# [Passage to read]
Barry Tucker’s Get Out of Jail Card

By Spear's

Nick/Tuck

They stay in the shadows and don’t get name-checked at society soirées, but they can be worth their weight in gold to HNWs. William Cash asks Barry Tucker about the art of the criminal lawyer

CRIMINAL LAWYERS ARE not the first category of professional that one associates with those lollygagging around the sofas and smoking courtyards of Mayfair’s top private members’ clubs. But London has become so cosmopolitan these days that the ties of membership carry few common traditional bonds.

Almost the only thing that all club members have in common, however, is a keen interest in staying out of criminal trouble. The sort of trouble, for example, that former cabinet minister Chris Huhne found himself speeding into with an eight-month jail sentence after being exposed for getting his wife to take his points for speeding.

# [Entries supplied]
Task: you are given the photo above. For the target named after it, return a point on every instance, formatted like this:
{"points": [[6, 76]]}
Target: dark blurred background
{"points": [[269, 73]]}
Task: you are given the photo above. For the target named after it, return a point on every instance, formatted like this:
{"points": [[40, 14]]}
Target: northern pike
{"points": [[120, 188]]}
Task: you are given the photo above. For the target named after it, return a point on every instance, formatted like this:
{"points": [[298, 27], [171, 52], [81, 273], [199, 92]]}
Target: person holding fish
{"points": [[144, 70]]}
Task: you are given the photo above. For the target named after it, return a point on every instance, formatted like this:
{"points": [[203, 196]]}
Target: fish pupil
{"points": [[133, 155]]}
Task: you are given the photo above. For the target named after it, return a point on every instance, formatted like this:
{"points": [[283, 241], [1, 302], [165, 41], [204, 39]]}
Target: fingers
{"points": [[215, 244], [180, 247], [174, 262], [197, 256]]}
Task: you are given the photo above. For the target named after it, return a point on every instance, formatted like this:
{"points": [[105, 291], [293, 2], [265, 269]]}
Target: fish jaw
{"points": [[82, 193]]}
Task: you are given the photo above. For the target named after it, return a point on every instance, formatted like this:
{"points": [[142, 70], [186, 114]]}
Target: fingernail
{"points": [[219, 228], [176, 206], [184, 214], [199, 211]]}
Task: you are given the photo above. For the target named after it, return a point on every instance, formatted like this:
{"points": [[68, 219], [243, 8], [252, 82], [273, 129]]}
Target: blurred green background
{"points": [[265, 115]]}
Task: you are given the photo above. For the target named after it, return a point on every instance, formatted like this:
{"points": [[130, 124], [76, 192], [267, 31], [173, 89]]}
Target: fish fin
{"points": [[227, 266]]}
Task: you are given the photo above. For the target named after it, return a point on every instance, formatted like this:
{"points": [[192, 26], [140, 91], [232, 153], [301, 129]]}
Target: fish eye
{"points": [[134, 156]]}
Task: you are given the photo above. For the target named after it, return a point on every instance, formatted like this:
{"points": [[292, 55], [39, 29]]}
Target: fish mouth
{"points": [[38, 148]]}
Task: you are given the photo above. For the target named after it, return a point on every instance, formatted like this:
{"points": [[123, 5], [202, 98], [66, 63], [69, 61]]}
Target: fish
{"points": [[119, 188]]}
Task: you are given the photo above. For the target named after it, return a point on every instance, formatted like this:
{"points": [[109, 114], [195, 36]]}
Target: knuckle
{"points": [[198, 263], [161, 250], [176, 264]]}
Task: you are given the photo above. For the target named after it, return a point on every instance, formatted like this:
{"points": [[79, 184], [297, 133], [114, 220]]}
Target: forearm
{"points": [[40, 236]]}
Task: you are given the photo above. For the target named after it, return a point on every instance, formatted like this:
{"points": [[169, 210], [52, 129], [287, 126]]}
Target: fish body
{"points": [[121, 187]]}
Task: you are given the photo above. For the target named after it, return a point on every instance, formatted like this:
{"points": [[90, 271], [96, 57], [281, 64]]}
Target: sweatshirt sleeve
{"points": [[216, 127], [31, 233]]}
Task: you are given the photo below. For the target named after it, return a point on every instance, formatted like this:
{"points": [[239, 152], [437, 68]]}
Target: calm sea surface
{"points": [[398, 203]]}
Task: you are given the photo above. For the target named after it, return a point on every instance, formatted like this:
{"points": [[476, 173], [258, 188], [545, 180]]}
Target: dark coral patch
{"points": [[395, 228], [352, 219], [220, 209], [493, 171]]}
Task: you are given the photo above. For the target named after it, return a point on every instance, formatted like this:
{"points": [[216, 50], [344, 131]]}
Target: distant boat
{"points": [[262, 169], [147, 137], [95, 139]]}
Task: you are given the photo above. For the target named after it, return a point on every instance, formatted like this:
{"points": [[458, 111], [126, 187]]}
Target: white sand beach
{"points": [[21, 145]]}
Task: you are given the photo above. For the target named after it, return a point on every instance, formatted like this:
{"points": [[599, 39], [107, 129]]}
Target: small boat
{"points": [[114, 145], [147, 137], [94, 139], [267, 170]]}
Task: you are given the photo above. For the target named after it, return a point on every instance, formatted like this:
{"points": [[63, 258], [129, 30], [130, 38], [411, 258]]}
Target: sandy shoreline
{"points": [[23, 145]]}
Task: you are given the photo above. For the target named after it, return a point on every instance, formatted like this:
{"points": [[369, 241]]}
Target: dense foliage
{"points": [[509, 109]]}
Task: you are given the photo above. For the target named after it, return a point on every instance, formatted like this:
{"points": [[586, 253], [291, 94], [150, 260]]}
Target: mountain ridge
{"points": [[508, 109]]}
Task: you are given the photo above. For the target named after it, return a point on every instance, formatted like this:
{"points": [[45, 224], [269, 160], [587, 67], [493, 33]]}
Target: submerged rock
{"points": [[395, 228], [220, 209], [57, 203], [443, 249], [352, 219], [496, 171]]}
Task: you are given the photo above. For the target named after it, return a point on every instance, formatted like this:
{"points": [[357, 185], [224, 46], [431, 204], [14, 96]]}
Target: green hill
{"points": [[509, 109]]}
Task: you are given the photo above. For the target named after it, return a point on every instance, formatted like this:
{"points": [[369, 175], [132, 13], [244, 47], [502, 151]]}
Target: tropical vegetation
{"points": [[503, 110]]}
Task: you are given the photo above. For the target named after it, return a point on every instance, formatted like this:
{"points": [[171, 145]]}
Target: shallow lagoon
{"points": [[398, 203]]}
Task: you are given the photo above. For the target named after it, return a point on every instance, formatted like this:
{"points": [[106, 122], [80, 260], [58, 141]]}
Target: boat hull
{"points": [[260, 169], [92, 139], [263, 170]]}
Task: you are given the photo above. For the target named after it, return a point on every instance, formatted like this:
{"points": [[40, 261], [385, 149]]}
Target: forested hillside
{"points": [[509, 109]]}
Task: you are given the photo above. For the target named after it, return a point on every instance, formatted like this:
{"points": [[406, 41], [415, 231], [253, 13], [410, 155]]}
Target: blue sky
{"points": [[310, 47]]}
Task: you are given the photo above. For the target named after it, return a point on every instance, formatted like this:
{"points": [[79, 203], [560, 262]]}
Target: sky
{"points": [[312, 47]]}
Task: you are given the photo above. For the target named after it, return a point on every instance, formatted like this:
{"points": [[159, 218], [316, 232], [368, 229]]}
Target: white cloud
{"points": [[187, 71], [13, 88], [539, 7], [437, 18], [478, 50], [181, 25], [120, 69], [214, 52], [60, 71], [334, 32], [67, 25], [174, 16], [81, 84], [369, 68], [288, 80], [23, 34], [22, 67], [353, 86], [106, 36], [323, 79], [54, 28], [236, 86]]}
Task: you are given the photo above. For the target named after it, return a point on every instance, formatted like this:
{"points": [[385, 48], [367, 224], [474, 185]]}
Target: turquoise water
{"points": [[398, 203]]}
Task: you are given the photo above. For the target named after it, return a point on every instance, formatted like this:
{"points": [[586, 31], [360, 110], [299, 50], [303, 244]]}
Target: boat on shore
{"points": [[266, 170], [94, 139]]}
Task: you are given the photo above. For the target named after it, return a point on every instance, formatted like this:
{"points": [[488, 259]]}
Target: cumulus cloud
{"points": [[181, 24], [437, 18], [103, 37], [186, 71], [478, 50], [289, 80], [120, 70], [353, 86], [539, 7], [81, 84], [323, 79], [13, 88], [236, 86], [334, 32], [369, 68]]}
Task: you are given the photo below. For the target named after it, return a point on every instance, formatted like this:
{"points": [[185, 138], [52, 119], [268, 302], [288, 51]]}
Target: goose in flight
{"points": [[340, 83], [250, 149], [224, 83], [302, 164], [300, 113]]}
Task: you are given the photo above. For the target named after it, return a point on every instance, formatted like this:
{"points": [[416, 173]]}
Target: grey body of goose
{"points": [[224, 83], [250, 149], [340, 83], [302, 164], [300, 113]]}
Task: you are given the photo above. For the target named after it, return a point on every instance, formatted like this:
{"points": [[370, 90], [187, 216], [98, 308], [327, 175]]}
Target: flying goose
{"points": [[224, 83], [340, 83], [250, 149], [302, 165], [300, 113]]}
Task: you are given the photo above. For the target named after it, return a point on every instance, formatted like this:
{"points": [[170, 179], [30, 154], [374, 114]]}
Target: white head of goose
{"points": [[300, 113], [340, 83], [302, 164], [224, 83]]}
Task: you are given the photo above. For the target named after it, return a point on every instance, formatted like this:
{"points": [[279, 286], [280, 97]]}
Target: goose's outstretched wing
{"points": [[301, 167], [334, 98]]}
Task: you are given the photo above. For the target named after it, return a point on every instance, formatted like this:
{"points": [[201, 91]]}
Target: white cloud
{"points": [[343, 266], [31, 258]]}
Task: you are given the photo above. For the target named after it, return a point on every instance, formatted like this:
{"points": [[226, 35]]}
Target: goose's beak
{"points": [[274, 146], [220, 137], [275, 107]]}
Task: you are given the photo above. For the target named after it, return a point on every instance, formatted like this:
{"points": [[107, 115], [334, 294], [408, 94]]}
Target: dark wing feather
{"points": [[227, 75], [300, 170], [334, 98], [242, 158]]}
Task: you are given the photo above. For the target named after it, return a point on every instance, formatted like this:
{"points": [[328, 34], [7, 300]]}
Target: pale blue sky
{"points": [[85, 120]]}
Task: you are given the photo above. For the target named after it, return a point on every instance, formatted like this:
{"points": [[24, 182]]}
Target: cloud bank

# [The tasks]
1) Using the article on criminal lawyer Barry Tucker, decide whether each statement agrees with it, answering yes or no and quoting the deciding words: (a) Criminal lawyers are the first kind of professional people associate with Mayfair's top private members' clubs. (b) Chris Huhne received an eight-month jail sentence. (c) Staying out of criminal trouble is something all club members are keenly interested in.
2) Continue the article on criminal lawyer Barry Tucker, picking up after its last sentence.
The entries are taken from a separate source and are unrelated to the article.

# [Responses to the exercise]
1)
(a) No: "CRIMINAL LAWYERS ARE not the first category of professional that one associates with those lollygagging around the sofas and smoking courtyards of Mayfair’s top private members’ clubs."
(b) Yes: "former cabinet minister Chris Huhne found himself speeding into with an eight-month jail sentence"
(c) Yes: "Almost the only thing that all club members have in common, however, is a keen interest in staying out of criminal trouble."

2)
I’m talking about the phone call from one’s lawyer that begins: ‘The good news is that we have a contact on this case at the police station and they are not going to come to your house at 7am or to your office and arrest you in front of the firm. We’ve told the police you are going to co-operate and they can visit you at your house. Your computers will be made available to them.’

In The Bonfire of the Vanities, Wall Street banker Sherman McCoy becomes panic-stricken when he suddenly realises that he needs a criminal lawyer after he hits a boy with his car while driving his mistress back from the airport.

Of course, McCoy doesn’t know any and his first thought is to call somebody from his family’s Wasp law firm, Dunning, Sponget and Leach. This is the sort of fatal error that many HNWs still make today — reaching out to their fancy private-client firms when they need a grittier firm that is best known for its work in criminal law.

When it comes to representing HNWs, Barry Tucker is the first name that ought to leap to lips. His clients include everyone from the Rausings (he represented the late Eva when she was busted taking drugs into the American embassy) to football stars, bankers and hedgies.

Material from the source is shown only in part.